--- Source data Enclosed Below ---

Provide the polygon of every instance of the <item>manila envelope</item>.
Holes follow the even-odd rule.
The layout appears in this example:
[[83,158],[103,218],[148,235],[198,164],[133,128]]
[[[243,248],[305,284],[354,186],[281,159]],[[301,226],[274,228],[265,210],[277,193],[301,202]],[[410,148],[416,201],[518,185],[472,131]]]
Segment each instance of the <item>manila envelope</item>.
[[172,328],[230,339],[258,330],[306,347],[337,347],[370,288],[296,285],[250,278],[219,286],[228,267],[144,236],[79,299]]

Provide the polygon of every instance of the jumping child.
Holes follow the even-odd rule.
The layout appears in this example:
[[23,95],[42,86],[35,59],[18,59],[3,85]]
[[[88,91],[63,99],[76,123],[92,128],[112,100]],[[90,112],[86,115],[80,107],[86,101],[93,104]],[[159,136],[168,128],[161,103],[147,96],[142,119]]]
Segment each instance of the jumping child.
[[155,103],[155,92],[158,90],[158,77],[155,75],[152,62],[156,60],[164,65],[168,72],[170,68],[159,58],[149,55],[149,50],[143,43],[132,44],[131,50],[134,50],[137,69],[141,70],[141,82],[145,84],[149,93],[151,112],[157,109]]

--- End of Enclosed Source data ---
--- Source data Enclosed Below ---

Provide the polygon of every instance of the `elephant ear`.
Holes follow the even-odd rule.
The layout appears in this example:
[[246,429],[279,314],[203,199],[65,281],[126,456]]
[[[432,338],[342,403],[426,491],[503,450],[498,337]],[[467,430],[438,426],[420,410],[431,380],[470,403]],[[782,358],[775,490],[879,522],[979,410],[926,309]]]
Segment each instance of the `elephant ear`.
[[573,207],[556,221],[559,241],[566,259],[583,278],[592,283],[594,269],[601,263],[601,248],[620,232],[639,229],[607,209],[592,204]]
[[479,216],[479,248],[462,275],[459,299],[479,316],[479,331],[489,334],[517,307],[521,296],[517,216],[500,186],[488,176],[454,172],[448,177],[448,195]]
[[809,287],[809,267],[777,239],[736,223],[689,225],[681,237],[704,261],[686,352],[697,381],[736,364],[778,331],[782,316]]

--- End of Enclosed Source data ---

**The problem:** In the listing above, find the line containing "Segment each instance of the <item>manila" and the line containing "[[23,95],[42,86],[35,59],[18,59],[3,85]]", then retype both and every line between them exactly, with nothing else.

**Completed task:**
Segment each instance of the <item>manila envelope</item>.
[[172,328],[230,339],[258,330],[306,347],[337,347],[370,288],[296,285],[250,278],[219,286],[228,267],[144,236],[79,299]]

Provide the polygon of every instance of the jumping child.
Holes follow the even-odd rule.
The layout appears in this example:
[[23,95],[42,86],[35,59],[18,59],[3,85]]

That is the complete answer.